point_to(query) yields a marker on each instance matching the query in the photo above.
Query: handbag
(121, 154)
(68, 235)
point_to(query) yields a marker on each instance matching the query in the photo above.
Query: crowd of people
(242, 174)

####################

_Task instructions_
Repeat all of the entries above exactly.

_Written response_
point_to(query) yields a marker on each instance matching the query in the photo above.
Query: handbag
(121, 154)
(68, 235)
point_to(query) yields a marker on each instance matching the query in the photo above.
Query: crowd of people
(242, 174)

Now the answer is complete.